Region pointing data
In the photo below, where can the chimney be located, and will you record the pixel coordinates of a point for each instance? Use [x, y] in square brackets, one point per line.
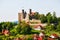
[23, 11]
[30, 11]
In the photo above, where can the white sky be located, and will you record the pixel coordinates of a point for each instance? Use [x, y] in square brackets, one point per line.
[9, 8]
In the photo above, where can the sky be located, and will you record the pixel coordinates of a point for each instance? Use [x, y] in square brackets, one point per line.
[9, 8]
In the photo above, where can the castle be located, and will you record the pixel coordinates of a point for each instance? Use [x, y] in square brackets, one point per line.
[29, 18]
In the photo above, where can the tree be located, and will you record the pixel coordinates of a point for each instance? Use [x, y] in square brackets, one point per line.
[26, 29]
[58, 27]
[43, 18]
[49, 17]
[54, 18]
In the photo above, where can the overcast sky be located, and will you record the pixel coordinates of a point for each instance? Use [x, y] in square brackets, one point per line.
[9, 8]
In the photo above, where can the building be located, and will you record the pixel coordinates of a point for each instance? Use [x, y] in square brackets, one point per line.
[24, 16]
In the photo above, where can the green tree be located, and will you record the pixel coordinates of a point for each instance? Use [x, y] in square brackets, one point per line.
[26, 29]
[58, 27]
[43, 18]
[49, 17]
[54, 18]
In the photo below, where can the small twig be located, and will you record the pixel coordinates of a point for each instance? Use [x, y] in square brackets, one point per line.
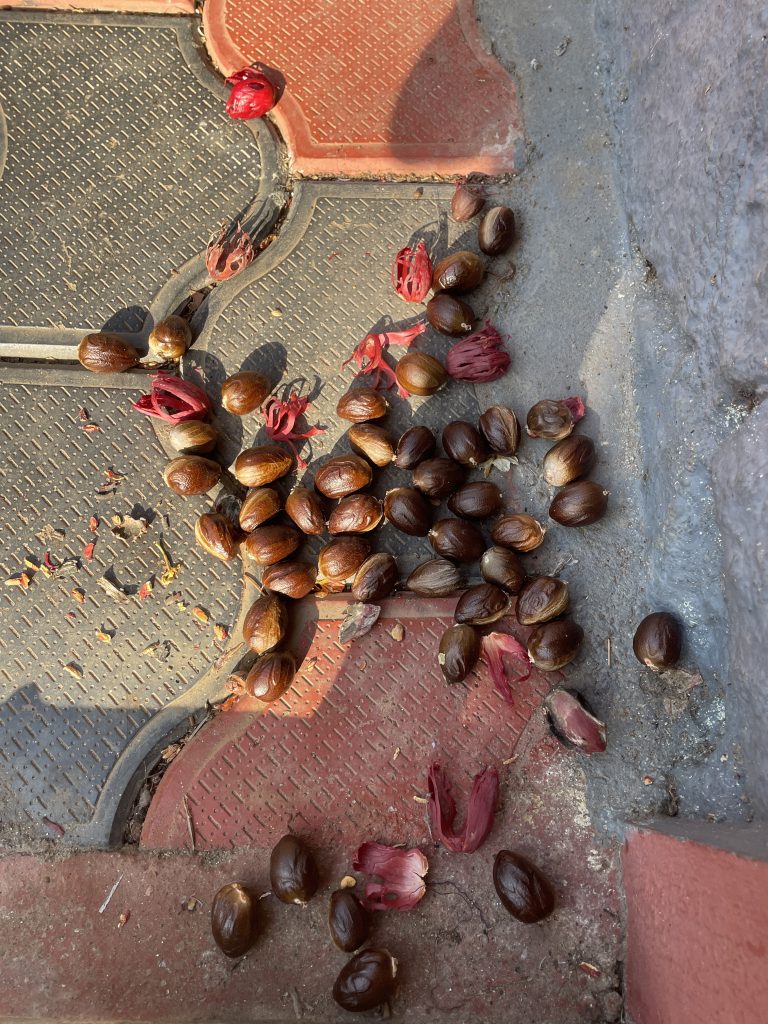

■ **EXERCISE INSTRUCTIONS**
Retype all entries exactly as they appear, dropping the images.

■ **REPLY**
In the photo below, where can the chimney be located, and will you record the pixel coordinates of a point for each instance? Use [x, y] in square brackets, one point per line.
[23, 11]
[30, 11]
In the photo above, where can the white sky be located, and will you record the pixel coordinates of a point for each instance? Use [x, y] in square brackets, one point per line.
[9, 8]
In the photo above, where can the sky be located, and will you record the pixel coordinates of a point for each instance? Use [x, y] in square brackets, one point per line.
[9, 8]
In the photo above, where can the castle be located, and will you record the pixel coordinates of a point for each instance? Use [x, y] in square brackets, one point per line.
[29, 18]
In the photo above, where can the tree be located, and will you record the pixel coordinates of a point for each instance? Use [x, y] in square brackets, one point per line.
[26, 29]
[58, 27]
[43, 18]
[49, 17]
[54, 18]
In the photo above, where can the overcast sky be located, and will you record the pixel coordinates of a point for each instance? Use [x, y] in square brackets, one point per line.
[9, 8]
In the photo above, where can the building be located, and will you record the pixel coordinates of a point for each instance? Use [x, y] in square brackets, one point per line.
[24, 16]
In the photo above, where can the green tree be located, and will you record the pixel coordinates of a point for each instance? Use [x, y] in square brackets, one point per line.
[26, 29]
[58, 27]
[43, 18]
[49, 17]
[54, 18]
In the photo below, where can the small twig be located, and will you record the pixel coordinates of a point for each instance? Use [x, y] in square brackets, one point per line.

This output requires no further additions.